--- START OF AVAILABLE RECORDS ---

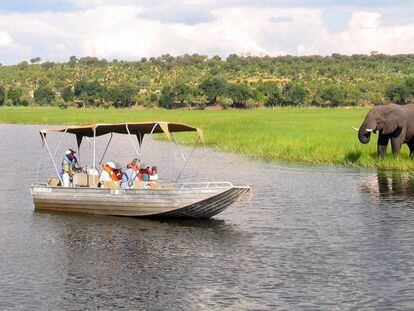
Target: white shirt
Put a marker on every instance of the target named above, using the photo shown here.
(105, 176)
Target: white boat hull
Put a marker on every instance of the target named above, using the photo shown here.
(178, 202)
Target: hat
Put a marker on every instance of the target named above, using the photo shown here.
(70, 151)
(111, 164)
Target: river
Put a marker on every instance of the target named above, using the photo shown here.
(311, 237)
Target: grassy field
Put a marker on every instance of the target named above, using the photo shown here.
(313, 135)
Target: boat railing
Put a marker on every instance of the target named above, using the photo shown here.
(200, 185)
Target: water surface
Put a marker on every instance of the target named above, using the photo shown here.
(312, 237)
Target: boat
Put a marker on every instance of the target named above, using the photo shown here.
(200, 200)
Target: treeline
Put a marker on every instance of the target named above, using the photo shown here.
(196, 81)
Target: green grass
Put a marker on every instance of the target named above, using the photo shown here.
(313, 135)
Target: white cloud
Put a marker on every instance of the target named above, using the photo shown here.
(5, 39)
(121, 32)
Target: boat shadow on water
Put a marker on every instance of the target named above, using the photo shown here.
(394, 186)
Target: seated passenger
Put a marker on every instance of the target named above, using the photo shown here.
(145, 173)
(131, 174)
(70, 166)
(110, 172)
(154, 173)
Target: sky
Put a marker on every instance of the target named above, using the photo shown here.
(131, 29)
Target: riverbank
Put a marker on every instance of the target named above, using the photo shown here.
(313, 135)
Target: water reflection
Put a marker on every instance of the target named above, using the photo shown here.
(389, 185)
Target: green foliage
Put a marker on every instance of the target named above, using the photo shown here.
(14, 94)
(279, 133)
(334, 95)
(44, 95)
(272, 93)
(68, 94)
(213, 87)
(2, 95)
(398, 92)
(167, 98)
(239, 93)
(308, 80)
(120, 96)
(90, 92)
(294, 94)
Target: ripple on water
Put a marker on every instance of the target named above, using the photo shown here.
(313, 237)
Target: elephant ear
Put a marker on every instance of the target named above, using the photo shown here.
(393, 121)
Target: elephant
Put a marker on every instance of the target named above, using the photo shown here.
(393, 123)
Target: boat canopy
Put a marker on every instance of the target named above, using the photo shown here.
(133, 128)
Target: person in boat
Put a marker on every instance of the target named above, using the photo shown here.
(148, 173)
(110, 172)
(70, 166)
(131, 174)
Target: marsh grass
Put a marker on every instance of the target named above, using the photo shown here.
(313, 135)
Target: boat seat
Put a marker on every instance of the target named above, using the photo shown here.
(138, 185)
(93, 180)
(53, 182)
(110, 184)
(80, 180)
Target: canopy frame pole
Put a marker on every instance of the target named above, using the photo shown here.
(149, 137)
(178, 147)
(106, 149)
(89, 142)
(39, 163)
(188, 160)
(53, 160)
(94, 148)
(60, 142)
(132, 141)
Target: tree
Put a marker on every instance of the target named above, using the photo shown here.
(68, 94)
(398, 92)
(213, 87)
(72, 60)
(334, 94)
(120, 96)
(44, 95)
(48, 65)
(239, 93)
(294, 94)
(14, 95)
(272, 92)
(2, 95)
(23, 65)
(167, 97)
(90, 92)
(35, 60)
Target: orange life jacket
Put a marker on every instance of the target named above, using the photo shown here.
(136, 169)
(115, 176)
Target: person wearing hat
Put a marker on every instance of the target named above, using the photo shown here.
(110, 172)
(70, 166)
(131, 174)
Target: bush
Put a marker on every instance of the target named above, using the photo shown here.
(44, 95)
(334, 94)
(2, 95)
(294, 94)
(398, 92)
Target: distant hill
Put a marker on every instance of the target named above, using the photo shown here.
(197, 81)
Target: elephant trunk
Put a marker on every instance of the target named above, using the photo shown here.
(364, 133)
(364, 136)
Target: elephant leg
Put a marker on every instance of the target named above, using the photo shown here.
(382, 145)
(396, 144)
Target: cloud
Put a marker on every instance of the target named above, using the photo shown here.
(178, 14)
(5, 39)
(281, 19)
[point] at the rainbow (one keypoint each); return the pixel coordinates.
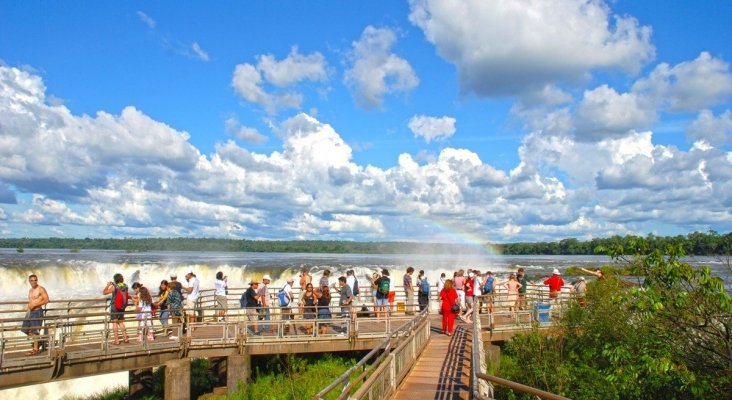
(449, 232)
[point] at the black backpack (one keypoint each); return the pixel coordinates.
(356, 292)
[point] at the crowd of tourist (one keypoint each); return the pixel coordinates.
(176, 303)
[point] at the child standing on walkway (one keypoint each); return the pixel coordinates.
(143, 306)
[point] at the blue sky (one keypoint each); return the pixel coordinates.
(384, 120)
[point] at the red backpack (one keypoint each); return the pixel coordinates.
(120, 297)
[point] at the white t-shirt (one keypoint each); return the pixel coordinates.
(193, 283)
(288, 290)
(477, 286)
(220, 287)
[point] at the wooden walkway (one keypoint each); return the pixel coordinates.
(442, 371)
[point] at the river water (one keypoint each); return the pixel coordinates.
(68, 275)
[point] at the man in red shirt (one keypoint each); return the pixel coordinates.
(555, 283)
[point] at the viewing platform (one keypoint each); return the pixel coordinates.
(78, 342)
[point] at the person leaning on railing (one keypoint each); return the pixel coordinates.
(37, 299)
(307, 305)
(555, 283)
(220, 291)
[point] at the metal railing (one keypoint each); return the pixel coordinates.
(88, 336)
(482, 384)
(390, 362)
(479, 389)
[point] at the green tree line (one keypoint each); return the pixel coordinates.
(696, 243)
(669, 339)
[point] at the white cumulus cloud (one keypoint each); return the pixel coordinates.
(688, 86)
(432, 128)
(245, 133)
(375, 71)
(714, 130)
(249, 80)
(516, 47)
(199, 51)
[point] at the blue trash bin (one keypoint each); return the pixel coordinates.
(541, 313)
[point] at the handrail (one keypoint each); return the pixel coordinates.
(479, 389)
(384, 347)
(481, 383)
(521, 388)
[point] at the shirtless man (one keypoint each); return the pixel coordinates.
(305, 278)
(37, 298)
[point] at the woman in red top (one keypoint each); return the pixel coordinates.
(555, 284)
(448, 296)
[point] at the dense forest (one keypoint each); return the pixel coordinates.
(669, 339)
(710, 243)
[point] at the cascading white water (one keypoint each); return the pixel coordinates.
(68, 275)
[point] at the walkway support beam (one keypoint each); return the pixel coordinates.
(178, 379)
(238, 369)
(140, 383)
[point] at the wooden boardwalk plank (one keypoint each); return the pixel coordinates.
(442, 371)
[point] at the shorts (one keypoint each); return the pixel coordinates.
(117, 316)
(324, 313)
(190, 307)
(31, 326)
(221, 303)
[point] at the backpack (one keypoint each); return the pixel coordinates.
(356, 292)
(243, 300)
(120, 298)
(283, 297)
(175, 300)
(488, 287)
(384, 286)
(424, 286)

--- END OF AVAILABLE RECORDS ---

_TASK DIRECTIONS:_ Put the lines from the one containing "[point] at the backpack" through the last line of the items, both ends included, into a JSON list of strings with one string per line. Leave out any blank lines.

_OUTPUT OF THE TASK:_
[
  "[point] at the backpack (one keypoint each); return the pixel coordinates.",
  "(356, 292)",
  "(243, 300)",
  "(120, 298)",
  "(283, 297)",
  "(175, 300)",
  "(488, 287)",
  "(384, 286)",
  "(424, 286)"
]